→ Estratto del testo:
★ ★ ★ ★ ★

Anche Pichetto rinvia la liberalizzazione del mercato elettrico

Carlo Stagnaro

Il ministro dell’Ambiente e della sicurezza energetica parla come se il superamento della maggior tutela fosse una disgrazia improvvisa, mentre è un’opportunità di risparmio nota da tempo e da cui tra l’altro dipende l’erogazione dei miliardi del Pnrr

Il ministro dell’Ambiente e della sicurezza energetica, Gilberto Pichetto Fratin, ha detto che il completamento della liberalizzazione del mercato elettrico, previsto per gennaio 2024, potrebbe slittare ancora una volta perché “è difficile che dieci milioni di famiglie italiane all’11 gennaio del 2024 ricevano una bollettazione da una srl che non conoscono. E questo è il primo disagio. Ma il disagio maggiore è il quadro che abbiamo a livello internazionale per i prezzi”. La prima affermazione è falsa. La seconda infondata

Quando il mercato venne aperto, nel 2007, si scelse di mantenere “transitoriamente” una tariffa di riferimento, chiamata “maggior tutela”, erogata da una società collegata al gestore della rete di distribuzione. A causa di questa scelta, il mercato elettrico oggi è tra i più concentrati d’Europa, come emerge da varie relazioni dell’Autorità per l’energia (Arera) e dell’Antitrust. Nel 2017, dieci anni dopo, si valutò che la fase di transizione poteva dirsi conclusa. A tal fine, il governo chiese all’Arera un rapporto sullo stato del mercato, il quale certificò che i tempi erano maturi e che anche l’energia poteva imboccare la stessa strada che, senza tante cautele, hanno seguito con soddisfazione settori quali le telecomunicazioni e i trasporti aerei. Oggi sono passati altri sei anni e siamo sempre alle prese col superamento della tutela, a causa di resistenze mai veramente esplicitate (a opporsi pubblicamente sono solo alcune associazioni dei consumatori e sindacati delle imprese coinvolte, che temono gli impatti occupazionali di una perdita della quota di mercato).

★ ★ ★ ★ ★

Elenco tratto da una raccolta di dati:

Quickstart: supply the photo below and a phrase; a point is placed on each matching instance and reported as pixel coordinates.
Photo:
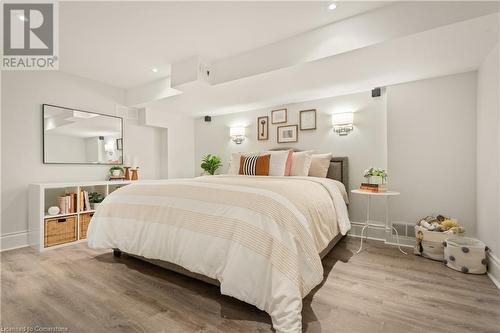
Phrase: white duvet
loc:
(259, 236)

★ ★ ★ ★ ★

→ Esercizio breve A: Modifica l'elenco sostituendo "white duvet" con "gray blanket" e lasciando invariato tutto il resto. Nella risposta ometti le immagini.
→ Esercizio breve B: Scrivi il seguito dell'articolo sulla liberalizzazione del mercato elettrico, riprendendo subito dopo l'ultima frase riportata.

→ Risposta corretta A:
Quickstart: supply the photo below and a phrase; a point is placed on each matching instance and reported as pixel coordinates.
Photo:
Phrase: gray blanket
loc:
(259, 236)

→ Risposta corretta B:
La preoccupazione di Pichetto sul rischio di disorientare i consumatori è dunque infondata. Sono anni che si attende questo momento: a creare confusione semmai è la politica del rimandare a domani ciò che ci si era impegnati a fare oggi, certo non il rispetto di una scaletta annunciata con largo anticipo. Non è neppure vero che i clienti riceverebbero improvvisamente la bolletta da operatori sconosciuti: in teoria quelli ancora in tutela (circa un terzo delle famiglie) dovrebbero passare a un nuovo operatore a gennaio. Ciò significa che la prima bolletta arriverà almeno due mesi dopo, durante i quali il governo e l’Autorità dovrebbero provvedere a fornire adeguata informazione. La legge, in verità, impone che tale campagna informativa si svolga già prima del passaggio, cioè adesso. Se qualcuno ne ha notizia alzi la mano.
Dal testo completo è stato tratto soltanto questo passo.